### [REQUIREMENT]
Reproduce the listing below exactly, minus its pictures.

— BEGIN DATA FOR THIS TASK —

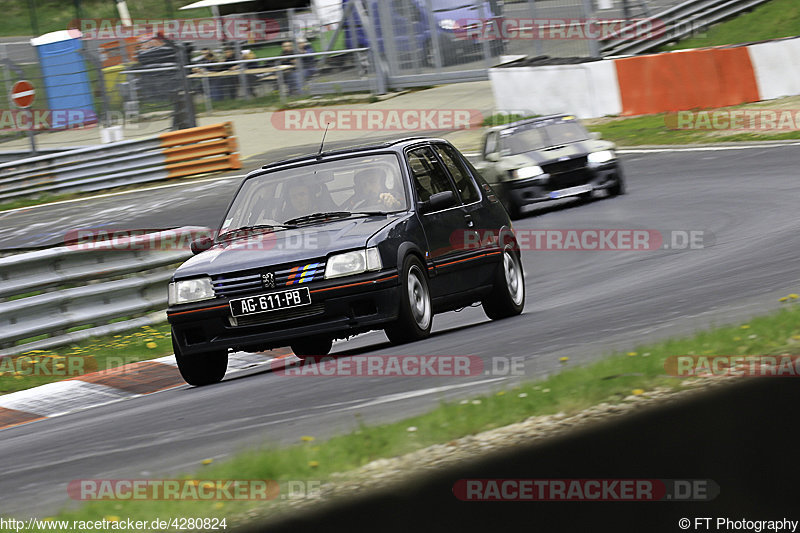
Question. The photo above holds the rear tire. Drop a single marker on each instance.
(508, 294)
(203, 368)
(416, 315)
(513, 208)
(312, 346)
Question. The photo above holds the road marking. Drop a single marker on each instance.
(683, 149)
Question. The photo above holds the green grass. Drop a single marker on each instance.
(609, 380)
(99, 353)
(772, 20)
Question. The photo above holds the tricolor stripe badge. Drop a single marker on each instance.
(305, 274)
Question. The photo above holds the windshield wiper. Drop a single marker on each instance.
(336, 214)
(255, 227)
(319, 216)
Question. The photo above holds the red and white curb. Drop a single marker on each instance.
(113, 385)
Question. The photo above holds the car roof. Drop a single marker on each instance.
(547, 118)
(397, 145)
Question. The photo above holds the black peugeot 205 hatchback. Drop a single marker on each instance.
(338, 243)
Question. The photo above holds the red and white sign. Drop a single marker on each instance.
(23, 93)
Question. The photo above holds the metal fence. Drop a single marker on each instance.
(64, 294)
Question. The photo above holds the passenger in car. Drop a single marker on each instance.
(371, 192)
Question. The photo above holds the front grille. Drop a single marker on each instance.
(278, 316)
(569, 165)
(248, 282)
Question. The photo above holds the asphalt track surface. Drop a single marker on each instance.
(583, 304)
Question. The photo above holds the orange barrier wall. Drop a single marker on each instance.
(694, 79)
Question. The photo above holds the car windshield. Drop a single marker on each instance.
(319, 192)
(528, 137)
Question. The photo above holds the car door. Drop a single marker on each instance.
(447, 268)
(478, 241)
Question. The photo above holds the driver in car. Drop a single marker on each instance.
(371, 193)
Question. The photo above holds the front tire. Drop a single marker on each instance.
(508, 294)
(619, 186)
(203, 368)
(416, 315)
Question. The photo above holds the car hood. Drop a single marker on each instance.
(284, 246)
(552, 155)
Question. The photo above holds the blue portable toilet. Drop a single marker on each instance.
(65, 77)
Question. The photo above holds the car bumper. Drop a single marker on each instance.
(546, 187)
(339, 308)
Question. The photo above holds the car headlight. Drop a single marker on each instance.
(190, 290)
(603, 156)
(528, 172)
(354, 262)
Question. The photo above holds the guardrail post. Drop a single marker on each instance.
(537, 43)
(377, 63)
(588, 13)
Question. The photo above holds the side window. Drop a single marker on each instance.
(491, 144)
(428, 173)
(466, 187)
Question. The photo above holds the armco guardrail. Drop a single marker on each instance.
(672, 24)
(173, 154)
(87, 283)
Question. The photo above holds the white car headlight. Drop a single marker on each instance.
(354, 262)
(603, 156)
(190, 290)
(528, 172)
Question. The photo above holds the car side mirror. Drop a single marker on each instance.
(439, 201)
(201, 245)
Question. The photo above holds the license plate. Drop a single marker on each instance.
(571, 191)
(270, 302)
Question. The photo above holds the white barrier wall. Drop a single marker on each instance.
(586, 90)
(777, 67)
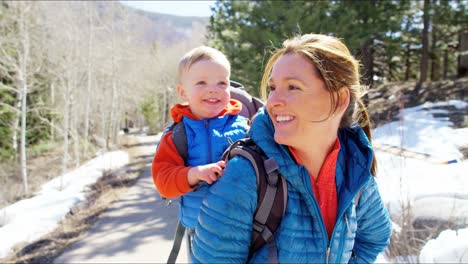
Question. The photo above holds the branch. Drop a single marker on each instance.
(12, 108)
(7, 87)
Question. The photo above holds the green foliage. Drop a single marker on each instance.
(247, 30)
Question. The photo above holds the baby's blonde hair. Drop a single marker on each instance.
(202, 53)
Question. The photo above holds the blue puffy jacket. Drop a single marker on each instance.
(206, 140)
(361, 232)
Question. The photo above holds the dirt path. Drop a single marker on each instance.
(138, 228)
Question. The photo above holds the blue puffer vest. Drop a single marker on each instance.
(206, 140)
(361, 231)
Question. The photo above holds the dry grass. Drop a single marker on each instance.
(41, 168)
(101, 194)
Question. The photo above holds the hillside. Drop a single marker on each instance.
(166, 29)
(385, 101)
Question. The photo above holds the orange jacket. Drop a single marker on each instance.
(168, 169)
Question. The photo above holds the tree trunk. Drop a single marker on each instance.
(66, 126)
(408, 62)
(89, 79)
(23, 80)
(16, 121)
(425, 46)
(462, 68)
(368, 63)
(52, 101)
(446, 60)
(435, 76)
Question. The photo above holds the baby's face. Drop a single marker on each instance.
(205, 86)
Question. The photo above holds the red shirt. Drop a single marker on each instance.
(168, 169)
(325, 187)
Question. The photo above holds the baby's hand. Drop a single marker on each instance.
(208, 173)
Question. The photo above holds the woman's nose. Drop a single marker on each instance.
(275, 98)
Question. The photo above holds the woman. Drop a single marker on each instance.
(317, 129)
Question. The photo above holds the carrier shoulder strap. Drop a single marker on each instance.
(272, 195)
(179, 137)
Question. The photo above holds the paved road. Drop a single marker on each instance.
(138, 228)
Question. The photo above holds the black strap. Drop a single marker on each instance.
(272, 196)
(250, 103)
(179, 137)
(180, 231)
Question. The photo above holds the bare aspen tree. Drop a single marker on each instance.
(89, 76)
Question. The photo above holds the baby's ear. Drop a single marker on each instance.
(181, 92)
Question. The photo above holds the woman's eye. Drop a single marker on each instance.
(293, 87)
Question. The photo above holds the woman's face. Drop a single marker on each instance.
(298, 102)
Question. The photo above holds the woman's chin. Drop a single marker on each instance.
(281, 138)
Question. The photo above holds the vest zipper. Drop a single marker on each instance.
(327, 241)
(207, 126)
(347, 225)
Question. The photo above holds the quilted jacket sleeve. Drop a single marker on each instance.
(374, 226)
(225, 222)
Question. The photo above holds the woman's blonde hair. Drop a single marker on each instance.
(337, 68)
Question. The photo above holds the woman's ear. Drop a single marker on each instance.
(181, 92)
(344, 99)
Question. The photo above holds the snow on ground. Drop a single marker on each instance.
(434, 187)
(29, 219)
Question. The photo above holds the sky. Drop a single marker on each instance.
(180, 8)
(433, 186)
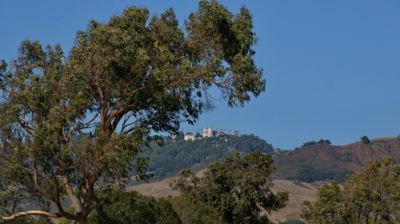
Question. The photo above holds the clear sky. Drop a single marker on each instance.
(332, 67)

— END DATA FOR THIS TASK —

### [THE SOLUTION]
Question. The photo above holds the rear tire. Drop a single marker on each instance.
(508, 294)
(203, 368)
(416, 315)
(513, 208)
(312, 346)
Question. The photo above holds the road marking. Drop a single marker on each instance.
(683, 149)
Question. The photo above holds the green grass. Drop a single marker on each instance.
(609, 380)
(99, 353)
(772, 20)
Question. The photo above holds the tricolor stripe badge. Drop a single marker on each instance.
(305, 274)
Question. The photo above holds the windshield wiper. Drop a single marker on each instance.
(336, 214)
(255, 227)
(319, 216)
Question. The photo above holds the red and white curb. Drop a single marker on each instance.
(113, 385)
Question. The photo above holds the car roof. Drop a single marker on each instance.
(547, 118)
(397, 145)
Question. The photo above holds the black peugeot 205 hatchback. Drop a single marker on each instance.
(338, 243)
Question. The photo above holds the red and white sign. Drop a single marker on each instance.
(23, 93)
Question. The photo above holds the metal fence. Drop a single marker on each instance.
(64, 294)
Question. The photo above holds the passenger in car. Drop a single marker on each instance.
(371, 192)
Question. The photo above holds the front grille. Drop a single marker on each instance.
(278, 316)
(569, 165)
(248, 282)
Question. The photo above holds the asphalt track surface. Drop a single marker on each instance.
(583, 304)
Question. The photo above holds the orange barrier wall. Drop a single marker on each instance.
(694, 79)
Question. The photo above holds the car windshield. Drop a single marker on each instance.
(319, 192)
(528, 137)
Question. The photo above holds the car door. Drop a single marker on each instance.
(447, 268)
(478, 241)
Question. The photo above holds the driver in car. Drop a single marker on each instance.
(371, 193)
Question. The photo above holds the front tire. Drop a single marker on each instance.
(508, 294)
(619, 186)
(203, 368)
(416, 315)
Question. The photo above holds the car hood. Drop a single marker on each instance.
(284, 246)
(552, 155)
Question. The photo above holds the blue portable toilet. Drop a single marker on each instance.
(65, 77)
Question. The photo above holds the car bumper. Drop a single marker on each instance.
(546, 187)
(339, 308)
Question. The photo above holds the car headlight. Drop a single marker on each instance.
(190, 290)
(603, 156)
(528, 172)
(354, 262)
Question. The photo above holds the guardrail post. Drop a single marker on each instance.
(537, 43)
(377, 63)
(588, 13)
Question. The photo above holds the side window. Drop a single marker on each instance.
(491, 144)
(428, 173)
(466, 187)
Question. The photo above holds the armco guardrail. Drop a single marker on each instance.
(672, 24)
(173, 154)
(87, 283)
Question. The photo above holds the white car headlight. Drop a single marker on each instance.
(354, 262)
(603, 156)
(190, 290)
(528, 172)
Question. The photo above holds the car side mirror. Drop a single marker on each instance.
(439, 201)
(201, 245)
Question. The photo above holds the license plate. Drop a single marker on each instance.
(571, 191)
(270, 302)
Question. The photo above holds the white barrier wall. Drop a single marker on each instance.
(586, 90)
(777, 67)
Question. The photo above holds the branch. Drop a single marker on each instance.
(12, 108)
(7, 87)
Question. The photo above holds the green foliage. Drop a single marker on each instance.
(247, 30)
Question. The photo above holds the baby's blonde hair. Drop a single marker on each instance.
(202, 53)
Question. The photo above holds the blue puffy jacket. Drop a single marker on each instance.
(206, 140)
(361, 232)
Question. The photo above holds the dirt path. Drop a single marker on each instance.
(138, 228)
Question. The photo above holds the blue puffer vest. Drop a single marker on each instance.
(206, 140)
(361, 231)
Question. The photo above holds the dry grass. Drop a single marker on each instance.
(41, 168)
(101, 194)
Question. The photo above holds the hillside. Drop a single marker on each instance.
(166, 29)
(385, 101)
Question. The photo above holds the orange jacket. Drop a single marker on each instance.
(168, 169)
Question. The photo above holds the tree trunk. Drop a single marker on each instance.
(66, 126)
(408, 62)
(89, 79)
(23, 80)
(16, 121)
(425, 46)
(462, 68)
(368, 63)
(52, 101)
(446, 60)
(435, 76)
Question. The photo above holds the baby's face. Drop a single marker on each instance.
(205, 86)
Question. The photo above holds the red shirt. Drop a single marker on each instance.
(168, 169)
(325, 187)
Question. The photo above holds the baby's hand. Drop a single marker on each instance.
(208, 173)
Question. The photo above holds the woman's nose. Drop a single marker on each instance.
(275, 98)
Question. The photo above holds the woman. Drop a single marker on each instance.
(317, 129)
Question. The photo above holds the carrier shoulder strap. Drop a single marker on each instance.
(272, 195)
(179, 137)
Question. The photo above holds the paved road. Drop a single marker on each instance.
(138, 228)
Question. The photo above holds the black strap. Drop a single marker on each instance.
(272, 196)
(250, 103)
(179, 137)
(180, 231)
Question. The photo above holds the bare aspen tree. Drop a single marker on each instance.
(89, 76)
Question. The photo above holds the baby's ear. Drop a single marker on each instance.
(181, 92)
Question. The photo above holds the woman's eye. Drop a single marker on each instance.
(293, 87)
Question. The photo above holds the woman's face. Drop a single marker on each instance.
(298, 102)
Question. The photo above holds the woman's chin. Drop a single marker on each instance.
(281, 138)
Question. The photo above holds the vest zipper. Drop a single marker on each instance.
(327, 241)
(207, 126)
(347, 225)
Question. The photo above holds the quilted jacket sleeve. Drop a single marker on each instance.
(374, 226)
(225, 222)
Question. The photo above holds the woman's blonde hair. Drop a single marker on each instance.
(337, 68)
Question. The photo above holds the woman's ear. Drop a single marker on each instance.
(181, 92)
(344, 99)
Question. The photo above holds the snow on ground. Drop a single marker on each instance.
(434, 187)
(29, 219)
Question. The photo above holds the sky. Drop a single marker on each instance.
(180, 8)
(433, 186)
Question. The photo above holds the clear sky. Drop a single marker on each instance.
(332, 67)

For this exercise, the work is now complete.